What to work on ▸ Each entry, from beginning to end, is to be transcribed verbatim.

Data for the task ▸

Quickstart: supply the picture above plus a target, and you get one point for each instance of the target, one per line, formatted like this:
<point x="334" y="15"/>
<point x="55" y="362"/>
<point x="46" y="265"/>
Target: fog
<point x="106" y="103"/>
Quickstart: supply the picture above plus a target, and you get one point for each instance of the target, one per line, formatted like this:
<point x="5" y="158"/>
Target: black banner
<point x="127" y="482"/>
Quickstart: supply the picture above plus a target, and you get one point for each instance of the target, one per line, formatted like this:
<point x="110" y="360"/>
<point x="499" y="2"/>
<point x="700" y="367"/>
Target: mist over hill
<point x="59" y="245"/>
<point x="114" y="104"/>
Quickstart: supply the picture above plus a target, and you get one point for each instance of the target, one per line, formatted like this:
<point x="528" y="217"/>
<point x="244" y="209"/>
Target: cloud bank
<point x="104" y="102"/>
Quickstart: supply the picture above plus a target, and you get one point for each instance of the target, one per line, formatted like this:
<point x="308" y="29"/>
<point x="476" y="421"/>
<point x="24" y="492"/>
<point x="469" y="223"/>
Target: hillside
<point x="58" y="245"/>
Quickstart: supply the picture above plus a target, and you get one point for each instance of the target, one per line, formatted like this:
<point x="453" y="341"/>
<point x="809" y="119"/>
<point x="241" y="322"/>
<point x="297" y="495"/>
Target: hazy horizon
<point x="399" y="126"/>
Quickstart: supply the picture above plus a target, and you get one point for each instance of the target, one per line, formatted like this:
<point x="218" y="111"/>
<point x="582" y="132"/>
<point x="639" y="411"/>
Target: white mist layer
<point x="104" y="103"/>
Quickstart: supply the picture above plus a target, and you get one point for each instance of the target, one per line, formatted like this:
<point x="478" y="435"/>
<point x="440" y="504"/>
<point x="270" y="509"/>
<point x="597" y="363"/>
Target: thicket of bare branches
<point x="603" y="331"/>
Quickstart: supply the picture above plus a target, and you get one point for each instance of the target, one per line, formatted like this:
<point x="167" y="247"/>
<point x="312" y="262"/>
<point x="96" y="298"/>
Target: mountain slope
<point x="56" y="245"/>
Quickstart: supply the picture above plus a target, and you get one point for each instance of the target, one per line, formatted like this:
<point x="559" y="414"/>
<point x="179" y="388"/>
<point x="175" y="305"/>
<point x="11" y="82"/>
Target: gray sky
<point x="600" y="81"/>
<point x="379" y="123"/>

Result below ▸
Quickstart: supply the picture above plus a target, and you get one point for each instance of the target, one per line, formatted like this:
<point x="334" y="15"/>
<point x="55" y="362"/>
<point x="46" y="265"/>
Target: fog
<point x="106" y="103"/>
Quickstart: supply the picture above plus a target, and you get one point for each instance of the target, one per line, formatted like this:
<point x="5" y="158"/>
Target: black banner
<point x="127" y="482"/>
Quickstart: supply the picture above plus a target, and you get one point for each instance of the target, one per line, formatted like this:
<point x="110" y="360"/>
<point x="499" y="2"/>
<point x="700" y="367"/>
Target: mist over hill
<point x="59" y="245"/>
<point x="114" y="104"/>
Quickstart: supply the picture above plus a target, and you get one point for each instance of the target, one per line, formatted like this:
<point x="528" y="217"/>
<point x="244" y="209"/>
Target: cloud bank
<point x="104" y="102"/>
Quickstart: supply the picture above plus a target, and you get one point for each instance of the target, one per line, formatted like this:
<point x="308" y="29"/>
<point x="476" y="421"/>
<point x="24" y="492"/>
<point x="469" y="223"/>
Target: hillside
<point x="58" y="245"/>
Quickstart: supply the picture above plus a target, and you get one point for each instance of the target, one per line, formatted like this:
<point x="453" y="341"/>
<point x="809" y="119"/>
<point x="241" y="322"/>
<point x="297" y="495"/>
Target: hazy horizon
<point x="399" y="126"/>
Quickstart: supply the picture above plus a target, and you get one point for each instance of the target, one per line, formatted like this:
<point x="218" y="111"/>
<point x="582" y="132"/>
<point x="639" y="411"/>
Target: white mist layer
<point x="104" y="103"/>
Quickstart: supply the picture above plus a target, and you get one point for each instance of the target, one per line, formatted like this:
<point x="478" y="435"/>
<point x="440" y="504"/>
<point x="270" y="509"/>
<point x="597" y="363"/>
Target: thicket of bare branches
<point x="603" y="331"/>
Quickstart: supply the picture above plus a target, and you get one point for each instance of the target, one per line, formatted like this:
<point x="167" y="247"/>
<point x="312" y="262"/>
<point x="96" y="298"/>
Target: mountain slope
<point x="56" y="245"/>
Quickstart: supply the picture above plus a target, and you get one point for each instance of the target, one per line, formatted like this:
<point x="559" y="414"/>
<point x="179" y="388"/>
<point x="175" y="305"/>
<point x="11" y="82"/>
Target: gray sky
<point x="600" y="81"/>
<point x="379" y="123"/>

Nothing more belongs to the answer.